#### Given data

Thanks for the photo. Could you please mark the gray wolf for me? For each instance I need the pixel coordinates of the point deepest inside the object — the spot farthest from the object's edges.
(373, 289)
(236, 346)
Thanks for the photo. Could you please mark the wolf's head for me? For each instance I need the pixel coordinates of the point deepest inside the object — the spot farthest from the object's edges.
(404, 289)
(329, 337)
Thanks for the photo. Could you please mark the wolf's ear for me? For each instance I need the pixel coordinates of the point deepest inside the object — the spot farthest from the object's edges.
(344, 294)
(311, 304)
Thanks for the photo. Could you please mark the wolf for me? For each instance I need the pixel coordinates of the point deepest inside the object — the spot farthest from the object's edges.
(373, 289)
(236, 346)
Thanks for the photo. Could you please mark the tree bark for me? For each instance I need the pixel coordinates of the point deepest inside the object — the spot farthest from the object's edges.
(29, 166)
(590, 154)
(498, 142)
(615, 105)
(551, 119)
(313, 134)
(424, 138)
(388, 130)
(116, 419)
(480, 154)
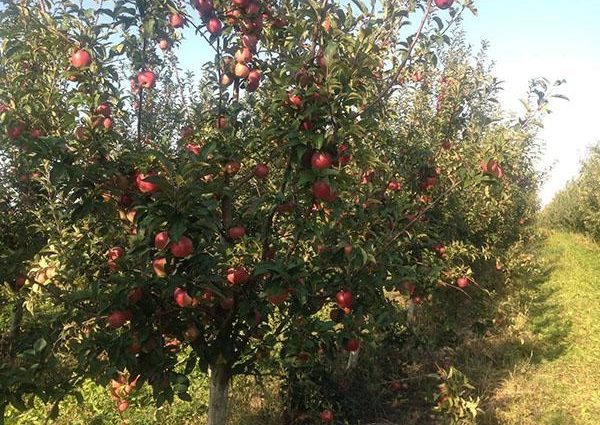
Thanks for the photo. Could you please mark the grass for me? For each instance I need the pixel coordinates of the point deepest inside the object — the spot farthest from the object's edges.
(544, 368)
(538, 365)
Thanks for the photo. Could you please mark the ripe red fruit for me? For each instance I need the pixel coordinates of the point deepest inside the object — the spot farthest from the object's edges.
(81, 59)
(238, 276)
(176, 20)
(241, 70)
(214, 26)
(144, 185)
(326, 416)
(250, 41)
(123, 405)
(236, 232)
(163, 44)
(182, 248)
(161, 240)
(295, 100)
(352, 345)
(118, 318)
(252, 8)
(158, 265)
(182, 298)
(107, 123)
(225, 80)
(321, 190)
(147, 79)
(394, 185)
(344, 299)
(444, 4)
(462, 282)
(115, 253)
(104, 109)
(254, 76)
(243, 55)
(321, 160)
(261, 171)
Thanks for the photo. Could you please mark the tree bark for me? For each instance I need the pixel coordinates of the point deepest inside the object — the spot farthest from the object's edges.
(220, 376)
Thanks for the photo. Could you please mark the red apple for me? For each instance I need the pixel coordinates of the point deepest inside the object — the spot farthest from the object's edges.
(225, 80)
(161, 240)
(221, 122)
(104, 109)
(394, 185)
(261, 171)
(344, 299)
(236, 232)
(462, 282)
(295, 100)
(444, 4)
(250, 41)
(243, 55)
(147, 79)
(81, 59)
(252, 8)
(163, 44)
(158, 265)
(115, 253)
(176, 20)
(182, 248)
(182, 298)
(214, 26)
(321, 160)
(326, 416)
(107, 123)
(238, 276)
(118, 318)
(144, 185)
(241, 70)
(254, 76)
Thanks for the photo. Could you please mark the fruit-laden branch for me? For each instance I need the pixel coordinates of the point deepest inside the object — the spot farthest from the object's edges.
(15, 325)
(421, 213)
(393, 81)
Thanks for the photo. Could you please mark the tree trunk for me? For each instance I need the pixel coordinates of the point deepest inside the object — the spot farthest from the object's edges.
(218, 394)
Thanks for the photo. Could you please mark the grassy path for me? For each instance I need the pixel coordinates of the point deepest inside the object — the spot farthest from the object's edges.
(559, 382)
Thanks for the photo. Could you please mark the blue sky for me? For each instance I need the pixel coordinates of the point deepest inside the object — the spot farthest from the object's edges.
(555, 39)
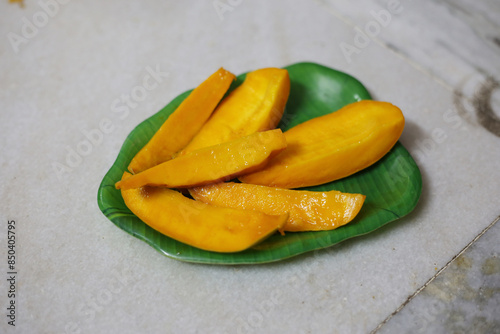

#### Your instructions
Copy out the full listing, replacing each "pixel coordinates" with "image coordinates" and changing nothing else. Leave out the pictures.

#### Written response
Thanks for the photo. Could you please mark the gray wolf for me? For each instance I need the image coordinates of the point deepest inside the object — the spot farthest from the object's edges.
(373, 289)
(236, 346)
Thanks for the photo. Could you please mark the wolf's head for me? For each instance I need the image coordinates of the point deepest inside the object — the spot farthest from the object's edges.
(404, 289)
(329, 337)
Thanks for the photo. Could you please mark the wolf's ear for me? For each instance I need the image coordinates of the point deepest inside the object — the spot farthest from the object's edges.
(344, 294)
(311, 304)
Thanks for the photo. Could you please mark the wolf for me? For each instance I need the image coordinates of the point deepest inside the object — the spot farthest from the object's edges.
(373, 289)
(236, 346)
Thanks for the photo. Could you please mark the tree bark for me? For each instance I need the image coordinates of the point deepest inside the object — the spot farthest from the object's edges.
(29, 166)
(590, 154)
(498, 142)
(615, 105)
(551, 119)
(313, 134)
(424, 138)
(388, 130)
(116, 419)
(480, 154)
Thanks for the photo. Could you please mark the grass for me? For each instance I need the image coordinates of the point deepest inside the object — the spot farthest from the object's edges.
(544, 368)
(538, 365)
Thanks for the photo. Could you please mark the ripe red fruit for me? For each instance I need the image coordinates of the point deepest inside the object — the spot farthest from the object's edges.
(81, 59)
(238, 276)
(176, 20)
(241, 70)
(214, 26)
(144, 185)
(326, 416)
(250, 41)
(123, 405)
(236, 232)
(163, 44)
(182, 248)
(161, 240)
(295, 100)
(352, 345)
(118, 318)
(252, 8)
(158, 265)
(182, 298)
(107, 123)
(225, 80)
(321, 190)
(147, 79)
(394, 185)
(344, 299)
(444, 4)
(462, 282)
(115, 253)
(104, 109)
(254, 76)
(243, 55)
(321, 160)
(261, 171)
Thanks for the photo. Could you please mark the tree bark for me? For each instance I need the image coordinates of the point deepest inside the object — the spot farthest from the object's edges.
(220, 376)
Thanks for the photo. Could you please mark the red apple for me? For each instance I need the image coordinates of the point deepest inside the object — the spot farthest from the object's edges.
(225, 80)
(161, 240)
(221, 122)
(104, 109)
(394, 185)
(261, 171)
(344, 299)
(236, 232)
(462, 282)
(295, 100)
(444, 4)
(250, 41)
(243, 55)
(147, 79)
(81, 59)
(252, 8)
(163, 44)
(158, 265)
(115, 253)
(176, 20)
(182, 248)
(182, 298)
(214, 26)
(321, 160)
(326, 416)
(107, 123)
(238, 276)
(118, 318)
(144, 185)
(241, 70)
(254, 76)
Thanks for the photo. Could you please mark the fruit-laden branch for me? For each instance I need the image coordinates of the point deepest inside the object — the spot farthest from the object's edges.
(15, 325)
(421, 213)
(393, 81)
Thanks for the photo. Could you please mark the tree trunk for me? For each instance I need the image coordinates of the point deepest inside the object — the spot farthest from the object's edges.
(218, 394)
Thanks for the photo. Could you please mark the grassy path for me? For each instance I need the image coordinates of the point deepest inside the object — the spot farthest from the object's edges.
(559, 382)
Thanks for the photo. Could you please mark the blue sky for me? For each instance I need the image coordinates of the point deepest inside the object — the spot farthest from the object's edges.
(555, 39)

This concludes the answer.